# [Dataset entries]
....

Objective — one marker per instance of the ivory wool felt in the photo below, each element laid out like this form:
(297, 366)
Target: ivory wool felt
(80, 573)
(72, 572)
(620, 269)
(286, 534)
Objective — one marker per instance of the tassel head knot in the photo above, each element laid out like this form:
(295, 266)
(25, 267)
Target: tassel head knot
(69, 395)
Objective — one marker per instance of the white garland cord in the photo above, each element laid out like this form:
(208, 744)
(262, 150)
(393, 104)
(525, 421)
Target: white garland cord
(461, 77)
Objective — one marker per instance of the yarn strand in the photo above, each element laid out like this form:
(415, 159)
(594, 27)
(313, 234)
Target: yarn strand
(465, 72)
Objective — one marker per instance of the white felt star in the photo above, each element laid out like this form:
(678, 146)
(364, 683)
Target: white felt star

....

# [Work instructions]
Your task is to restate every record exactly.

# [Response box]
Objective — one marker per instance of the ivory wool felt in the photo below, each element laid out like this form:
(297, 366)
Target: ivory wool felt
(80, 573)
(72, 572)
(620, 269)
(286, 534)
Objective — one marker per instance of the tassel head knot in the photo above, each element laid out like this form:
(295, 266)
(25, 267)
Target: tassel head knot
(69, 395)
Objective — one marker per instance of the white garland cord in the photo above, each element laid out like this form:
(208, 744)
(262, 150)
(393, 104)
(525, 421)
Target: white garland cord
(461, 77)
Objective — one marker per instance of the yarn strand in the photo above, each element laid out like this form:
(415, 159)
(594, 27)
(313, 234)
Target: yarn strand
(465, 72)
Objective — one marker per instance of the white felt star in the photo above, each element laid out like this form:
(678, 146)
(364, 683)
Target: white felt star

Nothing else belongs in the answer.